SELECTED EXTRACT
(begin)

Trigonometry

17 Using Trigonometry to Find Side Lengths

Click play on the following audio player to listen along as you read this section.

 

Our goal in this section is to take the information given to us regarding a triangle and find the missing side. Take a look at the triangle below and note the identified angle.

A right triangle with a 30 degree angle and sides labeled hypotenuse, opposite, and adjacent.

Given the identified angle we can then name each of the three sides. If we know one of those sides we could find the other two.

This is where we use trigonometry. Let’s say the side we know is the opposite side which has a value of 7. And then let’s say the side we wanted to find out was the hypotenuse.

A right triangle with a 30 degree angle where the opposite side is 7 and the adjacent and hypotenuse are unknown.

In order to solve for the hypotenuse we first decide which of the three trigonometry formulas works for us. Keep in mind that the two sides we are dealing with are the opposite (which we have) and the hypotenuse (which we need to find).

SOH CAH TOA
[latex]\text{Sine } \theta = \dfrac{\text{opposite}}{\text{hypotenuse}}[/latex] [latex]\text{Cosine } \theta = \dfrac{\text{adjacent}}{\text{hypotenuse}}[/latex] [latex]\text{Tangent } \theta = \dfrac{\text{opposite}}{\text{adjacent}}[/latex]

From the three formulas we can see that the sine formula will work as it deals with the opposite and the hypotenuse. Now we need to rework the formula to solve for the hypotenuse.

[latex]\text{Sine } \theta = \dfrac{\text{opposite}}{\text{hypotenuse}}[/latex]

[latex]\text{hypotenuse } = \dfrac{\text{opposite}}{\text{Sine } \theta}[/latex]

The next step is to plug in the numbers and get an answer.

[latex]\text{hypotenuse } = \dfrac{7}{\text{Sine }30}[/latex]

 

So far so good except what do we do with the “sine 30”. That’s not a number we can work with.

Well sine 30 is the number we get from using trigonometry. What this represents is the relationship between the opposite and the hypotenuse with the identified angle being 30 degrees.

What we need to do now is plug that into our calculator to get the number that represents sine 30. What you should find on your calculator in a button labelled “SIN”.

This stands for sine. Now hit that button and enter 30. What do you get? Check out below to see if you get the same thing.

Two calculators, showing the equation sine of 30 and the result, which is 0.50.

So the sine of 30 degrees is 0.5. Here it is mathematically.

(end)

GOALS
1 - Name the three trigonometric formulas given in the trigonometry section, and give the ratio of sides for each.
2 - What value for the sine of 30 degrees does the trigonometry section report from the calculator?
3 - Carry on the trigonometry section from its last sentence.

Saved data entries
(begin)

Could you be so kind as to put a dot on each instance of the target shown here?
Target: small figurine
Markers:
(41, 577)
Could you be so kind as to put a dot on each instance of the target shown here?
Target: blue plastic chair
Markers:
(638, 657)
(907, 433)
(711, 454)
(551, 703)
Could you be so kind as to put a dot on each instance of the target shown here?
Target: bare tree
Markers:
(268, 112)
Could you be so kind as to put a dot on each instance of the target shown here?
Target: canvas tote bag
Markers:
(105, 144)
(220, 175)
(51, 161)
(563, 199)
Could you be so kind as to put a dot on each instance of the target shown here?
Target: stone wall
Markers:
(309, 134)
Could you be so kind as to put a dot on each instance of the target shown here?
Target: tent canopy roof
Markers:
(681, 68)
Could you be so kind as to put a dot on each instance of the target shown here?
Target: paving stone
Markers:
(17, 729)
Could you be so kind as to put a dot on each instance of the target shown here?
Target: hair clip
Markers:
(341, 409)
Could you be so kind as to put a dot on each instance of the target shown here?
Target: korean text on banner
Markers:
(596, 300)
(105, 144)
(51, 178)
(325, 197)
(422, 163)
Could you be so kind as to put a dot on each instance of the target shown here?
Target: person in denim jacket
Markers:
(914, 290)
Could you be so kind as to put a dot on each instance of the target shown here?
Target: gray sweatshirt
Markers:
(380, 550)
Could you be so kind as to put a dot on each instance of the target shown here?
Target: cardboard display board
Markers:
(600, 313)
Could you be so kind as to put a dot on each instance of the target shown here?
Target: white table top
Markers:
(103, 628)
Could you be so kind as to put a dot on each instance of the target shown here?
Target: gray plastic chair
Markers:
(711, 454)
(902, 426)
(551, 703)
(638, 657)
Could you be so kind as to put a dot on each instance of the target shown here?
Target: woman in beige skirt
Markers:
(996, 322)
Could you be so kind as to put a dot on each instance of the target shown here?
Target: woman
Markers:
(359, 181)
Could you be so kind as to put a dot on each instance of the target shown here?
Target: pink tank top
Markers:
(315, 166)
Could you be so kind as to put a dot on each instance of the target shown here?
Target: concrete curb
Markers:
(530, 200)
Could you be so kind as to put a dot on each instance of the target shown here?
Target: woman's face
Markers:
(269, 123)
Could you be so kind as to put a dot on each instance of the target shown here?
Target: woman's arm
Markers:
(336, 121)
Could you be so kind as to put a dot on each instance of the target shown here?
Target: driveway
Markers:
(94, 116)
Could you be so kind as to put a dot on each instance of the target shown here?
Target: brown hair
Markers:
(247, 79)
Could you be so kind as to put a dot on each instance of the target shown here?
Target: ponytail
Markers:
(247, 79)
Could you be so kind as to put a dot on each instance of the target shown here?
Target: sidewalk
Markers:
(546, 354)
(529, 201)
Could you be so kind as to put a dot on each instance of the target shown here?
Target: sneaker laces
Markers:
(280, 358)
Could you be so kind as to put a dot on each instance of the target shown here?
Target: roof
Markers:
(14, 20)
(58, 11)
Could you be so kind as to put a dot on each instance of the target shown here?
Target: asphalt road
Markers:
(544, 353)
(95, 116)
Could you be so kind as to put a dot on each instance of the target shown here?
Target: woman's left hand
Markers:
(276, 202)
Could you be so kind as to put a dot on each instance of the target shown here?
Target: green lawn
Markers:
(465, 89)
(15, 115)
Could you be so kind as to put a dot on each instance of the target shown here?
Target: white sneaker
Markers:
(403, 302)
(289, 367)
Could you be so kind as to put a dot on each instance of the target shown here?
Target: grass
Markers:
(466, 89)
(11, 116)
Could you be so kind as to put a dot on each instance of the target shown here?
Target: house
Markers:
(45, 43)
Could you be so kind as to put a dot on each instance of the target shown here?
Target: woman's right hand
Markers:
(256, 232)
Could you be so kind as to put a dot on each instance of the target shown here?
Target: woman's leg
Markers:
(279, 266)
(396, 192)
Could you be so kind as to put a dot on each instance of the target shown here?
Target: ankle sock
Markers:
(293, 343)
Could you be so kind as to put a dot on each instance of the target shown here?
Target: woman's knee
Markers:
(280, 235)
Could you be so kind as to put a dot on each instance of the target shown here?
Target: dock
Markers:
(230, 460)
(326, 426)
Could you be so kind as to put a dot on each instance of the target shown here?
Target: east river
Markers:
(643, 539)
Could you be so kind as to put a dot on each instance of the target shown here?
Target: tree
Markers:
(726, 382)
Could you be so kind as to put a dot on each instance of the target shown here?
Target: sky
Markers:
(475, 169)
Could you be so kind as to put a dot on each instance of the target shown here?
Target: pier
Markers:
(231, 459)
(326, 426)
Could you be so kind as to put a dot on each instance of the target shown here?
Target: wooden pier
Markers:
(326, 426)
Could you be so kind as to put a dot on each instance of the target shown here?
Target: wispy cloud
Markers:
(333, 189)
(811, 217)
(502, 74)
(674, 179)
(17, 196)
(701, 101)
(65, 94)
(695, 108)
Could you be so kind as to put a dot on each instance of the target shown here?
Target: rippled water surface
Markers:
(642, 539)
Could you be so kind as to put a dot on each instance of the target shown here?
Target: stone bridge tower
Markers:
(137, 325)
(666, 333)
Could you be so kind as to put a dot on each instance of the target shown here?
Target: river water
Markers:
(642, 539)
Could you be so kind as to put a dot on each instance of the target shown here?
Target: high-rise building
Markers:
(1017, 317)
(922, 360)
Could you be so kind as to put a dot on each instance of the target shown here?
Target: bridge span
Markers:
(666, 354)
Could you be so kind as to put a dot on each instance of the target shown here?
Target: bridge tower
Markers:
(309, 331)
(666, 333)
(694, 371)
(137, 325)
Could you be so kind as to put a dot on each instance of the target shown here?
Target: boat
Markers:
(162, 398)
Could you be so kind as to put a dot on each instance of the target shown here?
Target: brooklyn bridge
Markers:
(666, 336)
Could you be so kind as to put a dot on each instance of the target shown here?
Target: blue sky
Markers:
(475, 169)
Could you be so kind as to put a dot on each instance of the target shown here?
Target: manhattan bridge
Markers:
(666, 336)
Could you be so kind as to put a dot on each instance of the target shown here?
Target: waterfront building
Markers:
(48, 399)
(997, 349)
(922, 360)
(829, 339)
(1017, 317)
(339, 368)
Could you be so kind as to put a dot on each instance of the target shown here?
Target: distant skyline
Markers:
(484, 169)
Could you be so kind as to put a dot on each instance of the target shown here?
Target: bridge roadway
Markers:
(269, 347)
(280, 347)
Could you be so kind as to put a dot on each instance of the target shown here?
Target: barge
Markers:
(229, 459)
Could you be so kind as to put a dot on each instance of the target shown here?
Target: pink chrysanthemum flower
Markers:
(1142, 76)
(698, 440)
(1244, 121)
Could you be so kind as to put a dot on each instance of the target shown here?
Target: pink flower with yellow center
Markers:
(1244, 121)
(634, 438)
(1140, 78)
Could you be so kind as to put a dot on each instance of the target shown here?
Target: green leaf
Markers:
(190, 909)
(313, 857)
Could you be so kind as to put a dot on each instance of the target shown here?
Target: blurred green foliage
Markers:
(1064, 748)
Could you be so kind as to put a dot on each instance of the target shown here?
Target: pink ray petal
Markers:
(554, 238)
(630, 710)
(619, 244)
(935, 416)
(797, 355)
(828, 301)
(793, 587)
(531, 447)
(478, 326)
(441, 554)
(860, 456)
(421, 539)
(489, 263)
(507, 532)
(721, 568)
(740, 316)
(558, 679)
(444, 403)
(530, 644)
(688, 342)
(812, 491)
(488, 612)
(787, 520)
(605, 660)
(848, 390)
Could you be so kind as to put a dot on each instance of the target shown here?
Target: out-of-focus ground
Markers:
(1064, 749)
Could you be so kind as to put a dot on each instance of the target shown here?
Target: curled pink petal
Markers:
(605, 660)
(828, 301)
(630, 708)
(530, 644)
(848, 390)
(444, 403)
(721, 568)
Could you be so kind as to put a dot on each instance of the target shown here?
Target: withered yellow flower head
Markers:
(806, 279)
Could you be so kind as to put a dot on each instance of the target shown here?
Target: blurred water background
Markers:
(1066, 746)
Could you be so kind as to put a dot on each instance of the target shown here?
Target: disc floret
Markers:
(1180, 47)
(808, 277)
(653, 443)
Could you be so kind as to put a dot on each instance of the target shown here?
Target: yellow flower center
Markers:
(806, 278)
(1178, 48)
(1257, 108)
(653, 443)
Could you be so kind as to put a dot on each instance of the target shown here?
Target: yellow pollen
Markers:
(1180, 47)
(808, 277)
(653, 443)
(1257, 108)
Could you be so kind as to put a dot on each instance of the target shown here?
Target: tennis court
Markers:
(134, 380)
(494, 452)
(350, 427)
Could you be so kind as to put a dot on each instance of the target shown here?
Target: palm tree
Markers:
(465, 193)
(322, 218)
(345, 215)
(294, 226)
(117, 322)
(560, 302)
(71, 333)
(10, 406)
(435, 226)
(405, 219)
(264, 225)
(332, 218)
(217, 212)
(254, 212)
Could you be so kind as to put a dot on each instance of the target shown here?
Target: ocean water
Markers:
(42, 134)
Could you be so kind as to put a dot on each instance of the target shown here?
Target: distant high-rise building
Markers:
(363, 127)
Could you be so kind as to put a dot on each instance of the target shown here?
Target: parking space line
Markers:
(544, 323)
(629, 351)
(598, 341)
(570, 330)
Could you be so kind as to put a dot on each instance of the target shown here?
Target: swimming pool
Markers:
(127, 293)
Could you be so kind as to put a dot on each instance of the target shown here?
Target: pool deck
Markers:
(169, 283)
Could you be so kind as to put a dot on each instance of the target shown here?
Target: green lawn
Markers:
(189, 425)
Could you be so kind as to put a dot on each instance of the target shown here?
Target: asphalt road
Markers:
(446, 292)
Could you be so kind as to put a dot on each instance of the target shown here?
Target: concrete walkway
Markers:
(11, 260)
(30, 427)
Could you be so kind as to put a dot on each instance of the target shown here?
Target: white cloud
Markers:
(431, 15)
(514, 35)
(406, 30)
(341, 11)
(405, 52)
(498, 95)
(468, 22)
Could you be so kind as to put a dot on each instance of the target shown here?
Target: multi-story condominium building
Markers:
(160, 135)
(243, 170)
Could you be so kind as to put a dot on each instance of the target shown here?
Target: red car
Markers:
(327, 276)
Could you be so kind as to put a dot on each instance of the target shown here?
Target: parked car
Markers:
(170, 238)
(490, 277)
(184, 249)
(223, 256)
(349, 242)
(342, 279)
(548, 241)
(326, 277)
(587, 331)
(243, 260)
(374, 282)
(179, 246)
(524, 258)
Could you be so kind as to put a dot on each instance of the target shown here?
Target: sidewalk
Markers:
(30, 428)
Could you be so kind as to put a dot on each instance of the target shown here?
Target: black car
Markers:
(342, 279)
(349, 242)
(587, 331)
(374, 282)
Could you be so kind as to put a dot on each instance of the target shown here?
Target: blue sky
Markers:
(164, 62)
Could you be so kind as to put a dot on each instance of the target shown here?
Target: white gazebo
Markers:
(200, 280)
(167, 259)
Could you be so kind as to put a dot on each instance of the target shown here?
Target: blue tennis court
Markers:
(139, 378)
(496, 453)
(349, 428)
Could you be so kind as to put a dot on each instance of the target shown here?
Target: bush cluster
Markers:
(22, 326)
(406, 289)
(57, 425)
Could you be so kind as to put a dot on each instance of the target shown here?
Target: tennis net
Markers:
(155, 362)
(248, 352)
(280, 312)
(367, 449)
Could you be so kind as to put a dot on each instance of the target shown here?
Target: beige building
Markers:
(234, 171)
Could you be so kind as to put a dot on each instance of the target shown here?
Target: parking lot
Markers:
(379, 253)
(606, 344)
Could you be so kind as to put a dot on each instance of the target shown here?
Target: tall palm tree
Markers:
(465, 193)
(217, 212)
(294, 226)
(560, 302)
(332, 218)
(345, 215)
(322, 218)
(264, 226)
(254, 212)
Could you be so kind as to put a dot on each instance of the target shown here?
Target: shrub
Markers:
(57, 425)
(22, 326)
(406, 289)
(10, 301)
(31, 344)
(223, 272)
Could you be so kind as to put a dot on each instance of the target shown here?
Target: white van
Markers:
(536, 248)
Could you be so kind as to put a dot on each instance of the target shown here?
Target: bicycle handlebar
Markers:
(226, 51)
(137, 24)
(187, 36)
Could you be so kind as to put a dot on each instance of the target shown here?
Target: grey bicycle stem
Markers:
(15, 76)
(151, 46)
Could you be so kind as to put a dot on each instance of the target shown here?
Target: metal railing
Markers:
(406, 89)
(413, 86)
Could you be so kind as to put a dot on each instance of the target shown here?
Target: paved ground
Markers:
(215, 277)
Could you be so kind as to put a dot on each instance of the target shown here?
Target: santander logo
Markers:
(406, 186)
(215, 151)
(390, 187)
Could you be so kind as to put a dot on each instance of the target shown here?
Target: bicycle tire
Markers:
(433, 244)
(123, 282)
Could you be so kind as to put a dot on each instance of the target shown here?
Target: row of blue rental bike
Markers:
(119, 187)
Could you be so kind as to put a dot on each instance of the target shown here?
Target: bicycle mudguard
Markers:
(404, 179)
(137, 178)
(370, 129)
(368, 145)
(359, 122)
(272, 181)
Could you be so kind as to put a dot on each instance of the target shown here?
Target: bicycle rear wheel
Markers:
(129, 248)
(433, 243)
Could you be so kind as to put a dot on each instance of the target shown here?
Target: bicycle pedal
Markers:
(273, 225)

(end)

ANSWERS PROVIDED
1 -
- Sine θ = opposite / hypotenuse
- Cosine θ = adjacent / hypotenuse
- Tangent θ = opposite / adjacent

2 - 0.5

3 -
[latex]\text{Sine } \theta = \dfrac{\text{opposite}}{\text{hypotenuse}}[/latex]

[latex]\text{Sine } 30^\circ = \dfrac{\text{opposite}}{\text{hypotenuse}} = 0.5[/latex]

Mathematically what this is saying is if the identified angle is 30 degrees then the relationship between the opposite and the hypotenuse is 0.5. Essentially this means that the opposite side is 0.5 times the length of the hypotenuse whenever the identified angle is 30 degrees. We can now solve for the hypotenuse.[latex]\begin{array}{c} \text{hypotenuse} &= \dfrac{7}{0.5}\\ \text{hypotenuse} &= 14 \end{array}[/latex]
A right triangle with a 30 degree angle where the opposite side is 7, the hypotenuse is 14, and the adjacent is unknown.

Let’s take that same triangle we used up above and instead of trying to find the hypotenuse we’ll find the adjacent side.

A right triangle with a 30 degree angle where the opposite side is 7, the hypotenuse is 14, and the adjacent is unknown.

In this case we know what the opposite side is and we are looking to find the adjacent side. Once again let’s look at the three trigonometry functions and see which one works for us.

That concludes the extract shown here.